> **WHAT YOU SHOULD DO**
Set out every line of the records below as a numbered list, skipping any blank lines and omitting the pictures.

> **EXERCISE INPUTS**
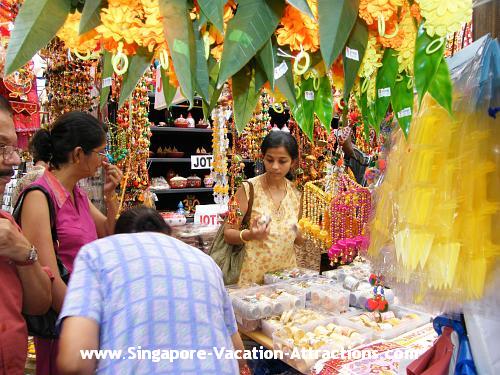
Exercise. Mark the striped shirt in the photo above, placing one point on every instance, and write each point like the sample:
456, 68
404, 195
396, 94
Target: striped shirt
152, 291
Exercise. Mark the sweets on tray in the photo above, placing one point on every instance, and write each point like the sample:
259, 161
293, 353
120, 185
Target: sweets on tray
291, 318
331, 299
293, 273
262, 302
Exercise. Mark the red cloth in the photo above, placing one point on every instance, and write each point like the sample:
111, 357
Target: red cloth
13, 331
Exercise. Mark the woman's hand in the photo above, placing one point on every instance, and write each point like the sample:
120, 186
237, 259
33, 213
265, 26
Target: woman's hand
113, 177
258, 230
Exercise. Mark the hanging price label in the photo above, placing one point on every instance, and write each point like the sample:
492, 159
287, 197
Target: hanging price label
309, 95
404, 112
280, 70
106, 82
352, 54
383, 93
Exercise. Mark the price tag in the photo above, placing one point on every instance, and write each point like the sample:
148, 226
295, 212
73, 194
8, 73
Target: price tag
208, 214
309, 95
404, 112
280, 70
201, 161
352, 53
383, 93
106, 82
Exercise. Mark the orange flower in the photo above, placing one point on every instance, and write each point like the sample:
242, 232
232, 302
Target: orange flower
298, 30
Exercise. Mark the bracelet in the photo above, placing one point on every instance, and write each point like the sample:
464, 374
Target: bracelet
241, 236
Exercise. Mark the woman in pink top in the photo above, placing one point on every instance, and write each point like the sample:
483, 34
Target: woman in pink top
76, 149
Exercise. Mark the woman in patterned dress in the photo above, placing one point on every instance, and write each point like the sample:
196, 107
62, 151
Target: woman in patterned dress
273, 232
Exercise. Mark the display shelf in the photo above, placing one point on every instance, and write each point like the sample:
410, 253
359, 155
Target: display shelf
167, 129
182, 160
180, 191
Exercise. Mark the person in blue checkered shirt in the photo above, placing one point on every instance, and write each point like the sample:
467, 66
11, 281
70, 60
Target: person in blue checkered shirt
144, 299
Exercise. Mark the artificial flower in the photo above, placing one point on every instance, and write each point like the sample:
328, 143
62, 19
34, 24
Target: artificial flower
372, 59
444, 17
298, 30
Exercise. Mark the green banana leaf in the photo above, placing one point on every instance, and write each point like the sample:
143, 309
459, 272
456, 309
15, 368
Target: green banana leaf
386, 79
285, 84
303, 112
336, 20
36, 24
353, 55
402, 103
425, 65
214, 11
247, 32
138, 64
181, 42
323, 103
201, 80
168, 90
303, 6
245, 95
91, 15
213, 91
107, 72
441, 87
265, 59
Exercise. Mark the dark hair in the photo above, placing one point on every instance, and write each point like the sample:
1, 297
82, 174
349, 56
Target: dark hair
5, 105
36, 148
70, 130
141, 219
280, 139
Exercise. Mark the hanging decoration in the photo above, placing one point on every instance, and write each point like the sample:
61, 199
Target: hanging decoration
378, 40
220, 144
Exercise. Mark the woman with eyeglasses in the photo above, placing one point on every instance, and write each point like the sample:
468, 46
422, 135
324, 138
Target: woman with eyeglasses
75, 149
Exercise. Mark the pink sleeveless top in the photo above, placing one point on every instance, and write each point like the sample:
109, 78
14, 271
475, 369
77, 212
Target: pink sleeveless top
75, 226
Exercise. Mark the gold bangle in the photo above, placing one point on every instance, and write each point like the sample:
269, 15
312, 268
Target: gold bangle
241, 236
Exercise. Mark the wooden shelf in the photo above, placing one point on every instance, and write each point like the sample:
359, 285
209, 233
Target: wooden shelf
180, 191
166, 129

> **WRITTEN SOLUTION**
1. Exercise. Mark the striped shirt in the photo above, placing one point on every instance, and write each point like the sample:
2. 456, 68
3. 404, 195
4. 396, 94
5. Target: striped shirt
6. 152, 291
7. Exercise. Mark the sweets on tray in the photo above, placing one point on every instance, and write each point like the sample:
8. 259, 161
9. 293, 353
10. 120, 185
11. Target: sweets on tray
12. 291, 318
13. 331, 299
14. 293, 273
15. 262, 302
16. Exercise. Mark the red cloth in the photo above, placing one point on every instance, and write each point like the sample:
17. 111, 357
18. Target: red cloth
19. 13, 331
20. Exercise. Mark the woman's hand in the photo above, placing one point on every instance, and write each point like the sample:
21. 120, 186
22. 237, 259
23. 33, 213
24. 265, 26
25. Target: woman's hand
26. 113, 177
27. 258, 230
28. Exercise. Mark the hanging price label in the photo above, placing one point on every instance, and write each point like the sample:
29. 492, 159
30. 287, 197
31. Target: hanging price label
32. 309, 95
33. 404, 112
34. 280, 70
35. 106, 82
36. 352, 54
37. 383, 93
38. Exercise. Mark the price tag in the photo above, placing one point on every instance, and write each point like the sample:
39. 148, 226
40. 295, 212
41. 73, 194
42. 8, 73
43. Target: price tag
44. 208, 214
45. 309, 95
46. 404, 112
47. 280, 70
48. 201, 161
49. 352, 53
50. 383, 93
51. 106, 82
52. Exercise. Mark the orange flower in the photo above, placing one point on every instance, and write each point like the sample:
53. 242, 232
54. 232, 302
55. Target: orange flower
56. 298, 30
57. Exercise. Mark the bracelet in the photo above, placing one point on every instance, and write each point like the sample:
58. 464, 374
59. Target: bracelet
60. 241, 236
61. Exercise. Mark the woman in pink top in the photo above, placing one point on every instance, and write each point like the sample:
62. 483, 34
63. Target: woman in pink top
64. 76, 149
65. Exercise. Mark the woman in patterned dress in the photo above, placing one point on every instance, and write each point like the sample:
66. 196, 107
67. 62, 151
68. Target: woman in patterned dress
69. 273, 232
70. Exercise. Mark the display shelf in the photo above, placing one point on every instance, and write each point like the sample:
71. 410, 253
72. 359, 155
73. Target: display shelf
74. 167, 129
75. 182, 160
76. 180, 191
77. Exercise. Mark the person in blue checkered shirt in the photo above, placing one point on every instance, and write each point like the sample:
78. 467, 66
79. 11, 281
80. 70, 60
81. Target: person in blue checkered shirt
82. 144, 299
83. Exercise. Mark the artificial flower in the photo above, placing one point on every instance, and write each point like the sample:
84. 328, 143
85. 62, 19
86. 34, 24
87. Target: artificial flower
88. 372, 59
89. 444, 17
90. 298, 30
91. Exercise. Mark the green banana leaf in the photo above, placing one point on every instance, and write each point like the sample:
92. 143, 309
93. 459, 272
94. 456, 309
95. 15, 368
96. Target: green banana leaf
97. 386, 79
98. 285, 84
99. 303, 112
100. 336, 20
101. 36, 24
102. 353, 55
103. 402, 103
104. 425, 65
105. 214, 11
106. 247, 32
107. 138, 64
108. 181, 42
109. 323, 103
110. 201, 80
111. 168, 90
112. 303, 6
113. 245, 95
114. 91, 15
115. 213, 91
116. 107, 72
117. 441, 87
118. 265, 59
119. Exercise. Mark the dark hair in the photo above, placing one point on every instance, and write each point like the sample:
120. 1, 297
121. 82, 174
122. 349, 56
123. Target: dark hair
124. 5, 105
125. 36, 148
126. 70, 130
127. 141, 219
128. 280, 139
129. Exercise. Mark the hanging decoration in the photo above, placing one point on every instance, and write each point like the sample:
130. 61, 199
131. Target: hanging decoration
132. 378, 40
133. 220, 144
134. Exercise. Mark the woman with eyeglasses in the photo above, placing one point on every instance, and write each point like the sample:
135. 468, 46
136. 422, 135
137. 324, 138
138. Target: woman with eyeglasses
139. 75, 149
140. Exercise. Mark the pink sleeveless top in the photo above, placing one point on every instance, and write each point like the sample:
141. 109, 78
142. 14, 271
143. 475, 369
144. 77, 212
145. Target: pink sleeveless top
146. 75, 226
147. Exercise. Mark the gold bangle in the photo above, placing one point on every instance, and write each point like the sample:
148. 269, 15
149. 312, 268
150. Target: gold bangle
151. 241, 236
152. Exercise. Mark the wooden shelf in the photo above, placing one point on every instance, and write each point like the sample:
153. 359, 285
154. 209, 233
155. Target: wooden shelf
156. 180, 191
157. 166, 129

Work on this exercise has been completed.